» **Exercise brief**:
Repeat the lines of the material below verbatim, from the line with "Can you find the woman's hand?" up to and including the line with "[[46, 138]]".

/---

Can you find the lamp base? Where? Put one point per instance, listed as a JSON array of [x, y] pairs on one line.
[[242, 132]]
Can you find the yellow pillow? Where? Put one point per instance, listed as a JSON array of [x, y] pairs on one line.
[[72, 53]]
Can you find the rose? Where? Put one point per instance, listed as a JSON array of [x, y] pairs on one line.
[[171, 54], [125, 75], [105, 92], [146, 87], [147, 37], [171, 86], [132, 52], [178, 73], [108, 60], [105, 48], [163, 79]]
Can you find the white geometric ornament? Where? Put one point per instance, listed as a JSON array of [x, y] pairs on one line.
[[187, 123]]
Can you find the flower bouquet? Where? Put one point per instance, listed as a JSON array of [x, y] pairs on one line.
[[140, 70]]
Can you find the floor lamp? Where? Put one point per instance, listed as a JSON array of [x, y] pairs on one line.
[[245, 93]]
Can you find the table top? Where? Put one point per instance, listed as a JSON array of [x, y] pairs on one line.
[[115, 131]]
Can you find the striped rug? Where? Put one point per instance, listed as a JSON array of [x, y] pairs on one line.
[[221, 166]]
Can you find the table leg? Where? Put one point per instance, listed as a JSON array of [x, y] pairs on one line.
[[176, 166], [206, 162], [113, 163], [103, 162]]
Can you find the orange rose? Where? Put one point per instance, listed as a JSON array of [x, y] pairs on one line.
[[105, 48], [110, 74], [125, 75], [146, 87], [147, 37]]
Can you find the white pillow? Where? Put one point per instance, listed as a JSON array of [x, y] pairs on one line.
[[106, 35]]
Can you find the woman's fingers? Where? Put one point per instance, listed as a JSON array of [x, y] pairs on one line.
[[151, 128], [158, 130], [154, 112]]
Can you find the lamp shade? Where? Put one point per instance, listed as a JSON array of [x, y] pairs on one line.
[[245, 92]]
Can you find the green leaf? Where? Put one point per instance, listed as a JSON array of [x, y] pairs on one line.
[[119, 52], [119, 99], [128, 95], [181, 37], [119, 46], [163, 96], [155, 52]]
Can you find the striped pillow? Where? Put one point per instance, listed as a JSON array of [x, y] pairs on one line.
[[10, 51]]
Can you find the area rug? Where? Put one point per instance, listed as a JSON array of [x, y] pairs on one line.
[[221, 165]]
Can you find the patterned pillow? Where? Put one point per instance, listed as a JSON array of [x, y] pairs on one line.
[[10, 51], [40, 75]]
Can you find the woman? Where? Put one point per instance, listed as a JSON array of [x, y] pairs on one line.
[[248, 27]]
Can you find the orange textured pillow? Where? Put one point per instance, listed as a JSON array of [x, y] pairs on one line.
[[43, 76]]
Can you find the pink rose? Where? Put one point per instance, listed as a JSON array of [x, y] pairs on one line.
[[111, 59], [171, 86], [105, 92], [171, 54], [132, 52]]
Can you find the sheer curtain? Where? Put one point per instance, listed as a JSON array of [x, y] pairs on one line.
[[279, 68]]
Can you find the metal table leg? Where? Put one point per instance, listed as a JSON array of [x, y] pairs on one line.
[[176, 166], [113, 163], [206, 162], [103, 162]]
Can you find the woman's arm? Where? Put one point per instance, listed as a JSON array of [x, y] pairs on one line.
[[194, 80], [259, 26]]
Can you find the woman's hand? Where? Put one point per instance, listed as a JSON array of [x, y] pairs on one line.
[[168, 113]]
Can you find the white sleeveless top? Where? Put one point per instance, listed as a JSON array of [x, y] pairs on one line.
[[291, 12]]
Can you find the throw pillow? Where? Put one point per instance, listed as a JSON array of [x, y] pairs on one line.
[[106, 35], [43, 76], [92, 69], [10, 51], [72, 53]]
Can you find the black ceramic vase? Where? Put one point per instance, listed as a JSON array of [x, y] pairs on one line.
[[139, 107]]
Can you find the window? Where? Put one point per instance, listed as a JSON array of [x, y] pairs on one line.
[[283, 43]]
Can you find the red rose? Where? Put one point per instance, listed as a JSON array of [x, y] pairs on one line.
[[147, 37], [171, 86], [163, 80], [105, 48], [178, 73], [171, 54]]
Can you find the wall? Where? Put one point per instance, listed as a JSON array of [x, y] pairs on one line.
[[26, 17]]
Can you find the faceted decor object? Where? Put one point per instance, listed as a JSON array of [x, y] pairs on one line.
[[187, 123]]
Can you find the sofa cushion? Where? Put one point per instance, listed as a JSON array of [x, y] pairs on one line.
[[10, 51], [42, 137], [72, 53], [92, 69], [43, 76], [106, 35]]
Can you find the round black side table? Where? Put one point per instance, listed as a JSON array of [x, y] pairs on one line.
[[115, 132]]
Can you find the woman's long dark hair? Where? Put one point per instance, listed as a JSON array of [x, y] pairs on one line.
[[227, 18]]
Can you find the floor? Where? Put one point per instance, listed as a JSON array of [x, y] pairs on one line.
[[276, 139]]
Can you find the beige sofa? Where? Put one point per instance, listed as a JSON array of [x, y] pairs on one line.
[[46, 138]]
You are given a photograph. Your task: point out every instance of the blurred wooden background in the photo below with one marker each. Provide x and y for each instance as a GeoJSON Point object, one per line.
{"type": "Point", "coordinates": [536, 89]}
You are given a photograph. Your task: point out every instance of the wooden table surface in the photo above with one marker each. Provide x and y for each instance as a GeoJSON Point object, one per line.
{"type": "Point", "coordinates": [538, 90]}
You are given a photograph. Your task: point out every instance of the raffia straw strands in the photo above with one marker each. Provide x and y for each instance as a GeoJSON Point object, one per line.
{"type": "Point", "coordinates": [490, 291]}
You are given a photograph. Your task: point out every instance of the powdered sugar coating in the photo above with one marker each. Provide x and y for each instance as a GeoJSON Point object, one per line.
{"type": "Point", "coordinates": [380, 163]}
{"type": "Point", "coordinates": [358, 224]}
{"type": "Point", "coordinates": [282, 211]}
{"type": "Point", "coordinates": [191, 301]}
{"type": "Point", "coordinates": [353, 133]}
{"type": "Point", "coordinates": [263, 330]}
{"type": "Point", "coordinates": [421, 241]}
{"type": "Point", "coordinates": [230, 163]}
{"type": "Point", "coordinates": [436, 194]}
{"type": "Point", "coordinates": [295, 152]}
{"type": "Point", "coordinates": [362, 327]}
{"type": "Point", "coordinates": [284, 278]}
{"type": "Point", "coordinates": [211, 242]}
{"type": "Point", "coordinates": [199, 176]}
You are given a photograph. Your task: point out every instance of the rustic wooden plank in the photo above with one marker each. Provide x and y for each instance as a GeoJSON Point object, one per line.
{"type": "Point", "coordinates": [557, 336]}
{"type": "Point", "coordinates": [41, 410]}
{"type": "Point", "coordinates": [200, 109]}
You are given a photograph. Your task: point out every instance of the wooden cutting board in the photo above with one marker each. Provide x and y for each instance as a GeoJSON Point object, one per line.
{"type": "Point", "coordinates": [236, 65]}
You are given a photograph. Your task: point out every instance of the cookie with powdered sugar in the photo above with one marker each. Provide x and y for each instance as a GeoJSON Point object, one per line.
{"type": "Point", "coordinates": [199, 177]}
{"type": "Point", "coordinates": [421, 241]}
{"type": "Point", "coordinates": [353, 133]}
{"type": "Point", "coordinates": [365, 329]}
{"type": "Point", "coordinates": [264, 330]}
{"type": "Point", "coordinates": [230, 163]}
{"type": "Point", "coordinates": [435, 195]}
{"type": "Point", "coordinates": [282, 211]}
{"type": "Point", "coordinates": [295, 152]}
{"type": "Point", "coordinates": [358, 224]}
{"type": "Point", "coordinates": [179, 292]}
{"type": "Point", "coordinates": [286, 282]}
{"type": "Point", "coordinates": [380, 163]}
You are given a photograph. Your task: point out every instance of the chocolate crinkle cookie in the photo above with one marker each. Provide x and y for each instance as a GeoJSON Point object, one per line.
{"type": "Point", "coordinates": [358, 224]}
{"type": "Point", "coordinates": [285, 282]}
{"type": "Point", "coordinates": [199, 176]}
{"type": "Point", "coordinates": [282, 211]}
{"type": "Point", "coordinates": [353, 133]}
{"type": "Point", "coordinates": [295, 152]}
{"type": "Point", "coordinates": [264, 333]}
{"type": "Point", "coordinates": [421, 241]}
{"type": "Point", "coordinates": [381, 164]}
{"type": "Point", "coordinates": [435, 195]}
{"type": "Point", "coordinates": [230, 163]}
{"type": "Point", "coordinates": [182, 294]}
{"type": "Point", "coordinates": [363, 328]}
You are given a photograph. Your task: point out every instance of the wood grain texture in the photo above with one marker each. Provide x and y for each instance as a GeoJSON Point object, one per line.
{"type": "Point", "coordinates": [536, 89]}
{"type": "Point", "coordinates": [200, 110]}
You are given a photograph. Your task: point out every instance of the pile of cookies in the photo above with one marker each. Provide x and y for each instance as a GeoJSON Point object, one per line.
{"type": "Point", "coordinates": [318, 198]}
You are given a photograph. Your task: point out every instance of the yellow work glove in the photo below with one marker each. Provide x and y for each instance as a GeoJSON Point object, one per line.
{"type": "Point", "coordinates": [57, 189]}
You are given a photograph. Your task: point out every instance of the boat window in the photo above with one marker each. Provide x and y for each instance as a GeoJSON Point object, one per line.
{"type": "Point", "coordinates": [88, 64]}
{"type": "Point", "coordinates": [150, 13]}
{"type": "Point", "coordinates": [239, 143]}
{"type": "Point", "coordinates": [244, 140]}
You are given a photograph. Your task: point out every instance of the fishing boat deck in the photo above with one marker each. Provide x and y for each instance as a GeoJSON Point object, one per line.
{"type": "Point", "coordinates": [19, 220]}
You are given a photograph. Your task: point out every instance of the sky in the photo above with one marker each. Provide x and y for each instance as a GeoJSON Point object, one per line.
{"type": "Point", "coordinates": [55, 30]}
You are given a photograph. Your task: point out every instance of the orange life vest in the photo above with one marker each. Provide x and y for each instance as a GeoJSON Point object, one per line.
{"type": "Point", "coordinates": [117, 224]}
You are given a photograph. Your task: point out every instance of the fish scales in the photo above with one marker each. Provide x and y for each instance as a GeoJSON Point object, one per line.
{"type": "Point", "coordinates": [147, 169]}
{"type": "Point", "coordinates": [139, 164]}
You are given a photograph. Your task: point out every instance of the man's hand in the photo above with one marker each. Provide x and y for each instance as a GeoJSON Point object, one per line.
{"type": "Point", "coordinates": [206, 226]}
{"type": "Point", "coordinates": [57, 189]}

\---

» **Written solution**:
Can you find the woman's hand? Where? Put one point per instance, listed as a JSON array of [x, y] pairs on one line.
[[168, 113]]
Can you find the white sleeveless top? Where? Put one point per instance, listed as a JSON array of [x, y] pairs on one line.
[[291, 12]]
Can you find the throw pillow? Where? Put one point per instance, listed as a JSON array of [x, y] pairs on one line.
[[106, 35], [43, 76], [92, 69], [10, 51], [72, 53]]
Can you find the black ceramic vase? Where? Put one point per instance, listed as a JSON array of [x, y] pairs on one line.
[[139, 107]]
Can you find the window? Where? Put one point per instance, listed as a JSON array of [x, y] pairs on one line.
[[283, 43]]
Can you find the red rose? Where? Put one point per instance, listed as a JSON array of [x, y] pairs on one line.
[[147, 37], [171, 86], [163, 80], [105, 48], [178, 73], [171, 54]]
Can you find the wall? Where? Put one point per instance, listed as a JSON array of [x, y] pairs on one line.
[[26, 17]]
Can you find the faceted decor object? Where? Put one point per instance, listed as a JSON array of [x, y] pairs on one line.
[[187, 123]]
Can you find the sofa cushion? Where? Put one point per instance, listed as a JSON array of [x, y] pairs on one line.
[[10, 51], [42, 137], [72, 53], [92, 69], [43, 76], [106, 35]]
Can you find the round black side table? Where? Put one point per instance, listed as a JSON array of [x, y] pairs on one line.
[[115, 132]]
Can you find the woman's long dark hair? Where? Put one point per instance, listed as a JSON array of [x, y] pairs on one line.
[[227, 18]]
Can you find the floor? Where? Put one point per instance, listed as a JSON array of [x, y] pairs on one line.
[[276, 139]]
Can you find the beige sofa? Where? Put one point per instance, listed as a JSON array of [x, y] pairs on one line.
[[46, 138]]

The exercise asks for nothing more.